## What the exercise asks
Reproduce each of the following rows verbatim, omitting the pictures from your reply.

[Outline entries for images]
^^^^^^^^

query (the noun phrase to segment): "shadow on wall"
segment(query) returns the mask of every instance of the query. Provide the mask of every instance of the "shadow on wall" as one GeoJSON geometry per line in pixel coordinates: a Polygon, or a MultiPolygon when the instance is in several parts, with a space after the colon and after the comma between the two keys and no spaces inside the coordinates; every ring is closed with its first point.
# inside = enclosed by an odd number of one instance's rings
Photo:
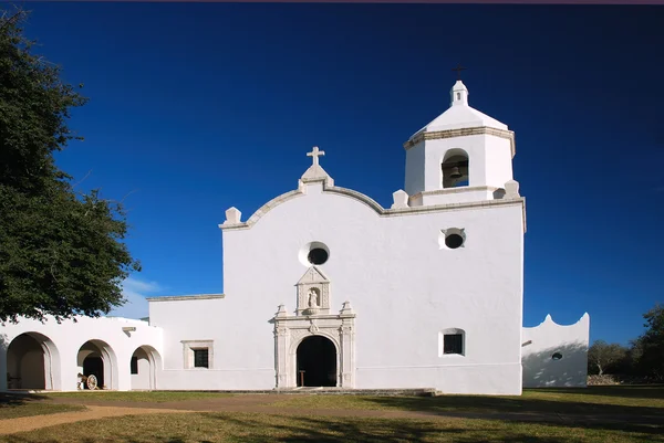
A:
{"type": "Polygon", "coordinates": [[[7,372],[7,350],[9,349],[9,342],[7,340],[7,334],[0,334],[0,391],[7,390],[7,383],[9,373],[7,372]]]}
{"type": "Polygon", "coordinates": [[[588,381],[588,347],[566,344],[528,352],[522,348],[523,388],[583,388],[588,381]]]}

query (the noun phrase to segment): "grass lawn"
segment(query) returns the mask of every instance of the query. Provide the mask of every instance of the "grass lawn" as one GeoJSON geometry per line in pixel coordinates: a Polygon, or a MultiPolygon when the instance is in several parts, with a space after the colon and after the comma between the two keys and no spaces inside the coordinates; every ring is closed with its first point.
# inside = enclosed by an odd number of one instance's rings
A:
{"type": "Polygon", "coordinates": [[[210,398],[232,397],[224,392],[168,392],[168,391],[79,391],[79,392],[49,392],[43,397],[52,399],[79,399],[94,401],[138,401],[138,402],[166,402],[183,400],[205,400],[210,398]]]}
{"type": "Polygon", "coordinates": [[[490,420],[360,419],[250,413],[190,413],[102,419],[0,436],[0,442],[664,442],[644,430],[533,424],[490,420]]]}
{"type": "Polygon", "coordinates": [[[654,415],[664,423],[664,387],[590,387],[528,389],[520,397],[440,395],[292,395],[270,407],[302,409],[371,409],[473,413],[566,413],[654,415]]]}
{"type": "Polygon", "coordinates": [[[53,404],[44,401],[27,400],[14,395],[0,397],[0,420],[81,411],[83,409],[85,409],[85,407],[80,404],[53,404]]]}

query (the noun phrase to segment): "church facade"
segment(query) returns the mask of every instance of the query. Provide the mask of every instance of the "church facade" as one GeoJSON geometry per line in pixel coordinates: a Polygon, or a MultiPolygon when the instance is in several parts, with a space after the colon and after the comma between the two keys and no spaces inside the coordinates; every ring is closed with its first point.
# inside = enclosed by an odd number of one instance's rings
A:
{"type": "Polygon", "coordinates": [[[224,294],[154,297],[146,321],[2,327],[0,389],[435,389],[585,386],[588,314],[523,328],[526,201],[515,135],[468,104],[404,144],[391,208],[334,183],[323,151],[297,188],[226,211],[224,294]]]}

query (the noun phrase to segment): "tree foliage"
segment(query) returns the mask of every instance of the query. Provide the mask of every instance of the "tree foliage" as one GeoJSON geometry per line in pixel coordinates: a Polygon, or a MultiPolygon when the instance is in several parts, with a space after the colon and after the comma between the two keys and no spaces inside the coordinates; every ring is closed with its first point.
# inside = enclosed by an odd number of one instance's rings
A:
{"type": "Polygon", "coordinates": [[[655,305],[643,315],[645,333],[634,341],[637,368],[642,373],[664,379],[664,307],[655,305]]]}
{"type": "Polygon", "coordinates": [[[77,192],[55,166],[54,152],[80,138],[70,110],[87,98],[32,53],[27,17],[0,18],[0,321],[107,314],[139,264],[122,242],[122,204],[77,192]]]}

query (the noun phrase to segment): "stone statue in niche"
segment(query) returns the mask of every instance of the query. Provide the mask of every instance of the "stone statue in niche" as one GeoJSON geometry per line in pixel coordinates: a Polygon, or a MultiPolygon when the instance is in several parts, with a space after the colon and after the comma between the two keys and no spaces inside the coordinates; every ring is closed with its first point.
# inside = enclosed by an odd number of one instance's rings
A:
{"type": "Polygon", "coordinates": [[[309,289],[309,308],[317,309],[321,306],[320,293],[319,289],[312,287],[309,289]]]}

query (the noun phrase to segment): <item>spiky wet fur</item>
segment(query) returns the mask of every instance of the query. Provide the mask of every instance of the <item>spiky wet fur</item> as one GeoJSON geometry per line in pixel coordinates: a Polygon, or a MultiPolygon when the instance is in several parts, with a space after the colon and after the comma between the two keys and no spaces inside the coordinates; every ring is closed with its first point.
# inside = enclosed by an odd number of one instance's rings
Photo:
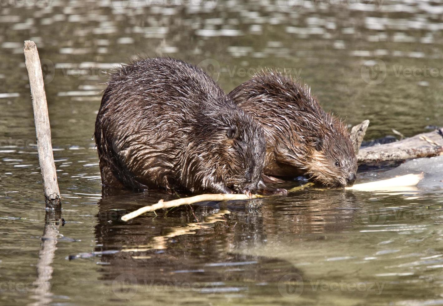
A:
{"type": "Polygon", "coordinates": [[[95,136],[105,188],[253,192],[263,184],[260,125],[179,60],[148,59],[112,75],[95,136]]]}
{"type": "Polygon", "coordinates": [[[350,184],[350,179],[353,183],[357,165],[349,133],[322,109],[307,85],[268,71],[228,95],[264,129],[264,173],[305,175],[331,187],[350,184]]]}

^^^^^^^^

## Response below
query (the noun phrase to segment): "shadow on wall"
segment(query) returns the mask of every instance of the query. Provide the mask of every instance of the "shadow on wall" as one GeoJSON geometry per line in pixel coordinates: a Polygon, or a MultiPolygon when the instance is in several parts, with a space after the colon and after the comma between the two keys and no spaces inside the coordinates; every ring is closed with its first point.
# inside = enclosed by an odd number of one instance's rings
Photo:
A:
{"type": "Polygon", "coordinates": [[[7,372],[7,350],[9,349],[9,342],[7,340],[7,334],[0,334],[0,391],[7,390],[7,383],[9,373],[7,372]]]}
{"type": "Polygon", "coordinates": [[[588,381],[588,347],[566,344],[528,352],[522,348],[523,388],[583,388],[588,381]]]}

query (the noun phrase to segment): "grass lawn"
segment(query) returns the mask of every instance of the query. Provide the mask of every instance of the "grass lawn" as one GeoJSON geometry per line in pixel coordinates: a Polygon, or a MultiPolygon when the instance is in several parts, with a space after the colon and after the comma between the two keys and no spaces inside the coordinates; every ring is closed with its first point.
# inside = enclosed by an odd number of one instance's rings
A:
{"type": "Polygon", "coordinates": [[[210,398],[232,397],[224,392],[168,392],[168,391],[79,391],[79,392],[49,392],[43,397],[52,399],[79,399],[94,401],[138,401],[138,402],[166,402],[183,400],[205,400],[210,398]]]}
{"type": "Polygon", "coordinates": [[[490,420],[360,419],[250,413],[190,413],[102,419],[0,436],[0,442],[664,442],[644,430],[533,424],[490,420]]]}
{"type": "Polygon", "coordinates": [[[654,415],[664,423],[664,387],[590,387],[528,389],[520,397],[440,395],[292,395],[270,407],[302,409],[371,409],[473,413],[566,413],[654,415]]]}
{"type": "Polygon", "coordinates": [[[53,404],[44,401],[27,400],[14,395],[0,397],[0,420],[81,411],[83,409],[85,409],[85,407],[80,404],[53,404]]]}

query (the noun phrase to segment): "church facade"
segment(query) returns the mask of every instance of the query. Provide the mask of every instance of the "church facade" as one GeoJSON geometry per line in pixel coordinates: a Polygon, or a MultiPolygon when the instance is in several parts, with a space after the colon and after the comma between the two keys and no spaces inside the coordinates; every ring is closed with its first point.
# inside = enclosed by an odd number of one instance's rings
A:
{"type": "Polygon", "coordinates": [[[224,294],[154,297],[146,321],[2,327],[0,389],[435,389],[585,386],[588,314],[523,328],[526,201],[515,135],[468,104],[404,144],[391,208],[334,183],[323,151],[297,188],[226,211],[224,294]]]}

query (the noun phrase to segment): "tree foliage"
segment(query) returns the mask of every instance of the query. Provide the mask of every instance of the "tree foliage" as one GeoJSON geometry per line in pixel coordinates: a Polygon, or a MultiPolygon when the instance is in several parts, with a space after the colon and after the comma between the two keys and no spaces inside the coordinates; every ring is closed with its first point.
# inside = enclosed by an odd number of one instance's rings
A:
{"type": "Polygon", "coordinates": [[[655,305],[643,315],[645,333],[634,341],[637,368],[642,373],[664,379],[664,307],[655,305]]]}
{"type": "Polygon", "coordinates": [[[77,192],[55,166],[54,152],[80,138],[70,110],[87,98],[32,53],[27,17],[0,18],[0,321],[107,314],[139,264],[122,242],[122,204],[77,192]]]}

query (the noun phrase to segment): "stone statue in niche"
segment(query) returns the mask of every instance of the query. Provide the mask of every instance of the "stone statue in niche" as one GeoJSON geometry per line in pixel coordinates: a Polygon, or a MultiPolygon when the instance is in several parts, with a space after the colon and after the comma between the two keys and no spaces inside the coordinates; every ring is closed with its first point.
# inside = enclosed by an odd number of one instance's rings
A:
{"type": "Polygon", "coordinates": [[[309,289],[309,308],[317,309],[321,306],[320,293],[319,289],[312,287],[309,289]]]}

query (the noun phrase to segment): <item>spiky wet fur</item>
segment(query) returns the mask of every instance of the query. Provide the mask of every instance of the <item>spiky wet fur</item> as one GeoJSON geometry per line in pixel coordinates: a Polygon, or a MultiPolygon when the instance is in several parts, with a space after the colon and after the comma between the two keys and no spaces inside the coordinates; every ring is closed with its first point.
# inside = enclosed by an odd number of one instance's rings
Photo:
A:
{"type": "Polygon", "coordinates": [[[95,136],[105,188],[253,192],[263,184],[260,125],[179,60],[148,59],[112,75],[95,136]]]}
{"type": "Polygon", "coordinates": [[[350,184],[350,179],[353,183],[357,165],[349,133],[322,109],[307,85],[268,71],[228,95],[264,129],[264,173],[305,175],[331,187],[350,184]]]}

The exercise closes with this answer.